> _TASK REQUIREMENTS_: Swap "Wanted" for "Required" in the lines from the line containing "Target = wood grain surface" up to and including the last line, and reproduce only those lines with everything else unchanged.

> _GIVEN RECORDS_:
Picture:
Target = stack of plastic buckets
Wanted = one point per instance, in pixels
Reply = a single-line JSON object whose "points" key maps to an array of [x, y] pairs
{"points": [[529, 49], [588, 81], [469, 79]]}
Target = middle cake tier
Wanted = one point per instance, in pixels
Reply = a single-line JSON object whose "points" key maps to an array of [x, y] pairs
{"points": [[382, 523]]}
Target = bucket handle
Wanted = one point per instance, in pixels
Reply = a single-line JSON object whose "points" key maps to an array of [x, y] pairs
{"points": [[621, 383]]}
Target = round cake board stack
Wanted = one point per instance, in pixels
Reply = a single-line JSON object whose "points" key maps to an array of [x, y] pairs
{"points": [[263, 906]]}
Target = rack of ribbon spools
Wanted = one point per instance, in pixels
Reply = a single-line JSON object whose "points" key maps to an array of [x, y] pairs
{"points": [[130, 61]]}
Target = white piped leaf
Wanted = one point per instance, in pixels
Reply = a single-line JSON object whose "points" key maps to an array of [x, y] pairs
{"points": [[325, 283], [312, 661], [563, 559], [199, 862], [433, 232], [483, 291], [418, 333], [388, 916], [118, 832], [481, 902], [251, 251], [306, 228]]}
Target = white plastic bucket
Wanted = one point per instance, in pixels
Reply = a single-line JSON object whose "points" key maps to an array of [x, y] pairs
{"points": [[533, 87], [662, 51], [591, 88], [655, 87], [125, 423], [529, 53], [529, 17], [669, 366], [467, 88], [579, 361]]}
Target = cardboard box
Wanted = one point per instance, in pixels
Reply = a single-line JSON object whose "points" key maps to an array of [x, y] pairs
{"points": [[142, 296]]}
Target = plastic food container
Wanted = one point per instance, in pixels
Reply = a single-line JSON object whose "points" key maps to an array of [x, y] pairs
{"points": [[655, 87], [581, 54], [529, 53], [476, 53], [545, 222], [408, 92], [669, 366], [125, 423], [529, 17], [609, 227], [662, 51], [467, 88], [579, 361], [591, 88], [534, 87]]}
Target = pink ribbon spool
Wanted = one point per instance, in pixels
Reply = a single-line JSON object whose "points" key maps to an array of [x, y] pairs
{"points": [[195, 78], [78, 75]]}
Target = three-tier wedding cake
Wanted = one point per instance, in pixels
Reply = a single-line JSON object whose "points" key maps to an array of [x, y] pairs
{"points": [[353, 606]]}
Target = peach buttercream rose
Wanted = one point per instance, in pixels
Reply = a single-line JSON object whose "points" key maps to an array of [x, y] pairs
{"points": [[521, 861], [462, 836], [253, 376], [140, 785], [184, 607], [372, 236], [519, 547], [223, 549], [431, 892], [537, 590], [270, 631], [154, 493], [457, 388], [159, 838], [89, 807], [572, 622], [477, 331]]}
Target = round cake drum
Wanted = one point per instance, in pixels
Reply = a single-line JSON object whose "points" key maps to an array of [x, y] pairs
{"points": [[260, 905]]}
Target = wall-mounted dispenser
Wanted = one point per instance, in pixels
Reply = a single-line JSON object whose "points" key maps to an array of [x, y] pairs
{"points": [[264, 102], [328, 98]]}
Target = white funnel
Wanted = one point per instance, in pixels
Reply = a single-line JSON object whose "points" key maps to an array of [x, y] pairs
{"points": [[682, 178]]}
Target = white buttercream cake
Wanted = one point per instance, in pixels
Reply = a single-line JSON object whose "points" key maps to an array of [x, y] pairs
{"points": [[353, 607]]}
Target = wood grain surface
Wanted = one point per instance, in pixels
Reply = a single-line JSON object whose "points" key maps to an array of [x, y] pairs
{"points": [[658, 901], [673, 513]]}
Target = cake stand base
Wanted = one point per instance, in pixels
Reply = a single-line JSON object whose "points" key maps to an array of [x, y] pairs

> _TASK OUTPUT_:
Target = wood grain surface
Required = one point per instance, in pixels
Reply = a single-line JSON object whose "points" key maps to an array of [x, y] pairs
{"points": [[658, 901], [673, 513]]}
Target = cake stand base
Required = one point per instance, in pixels
Reply = a single-line JSON object whose "points" key maps to an array of [x, y] pairs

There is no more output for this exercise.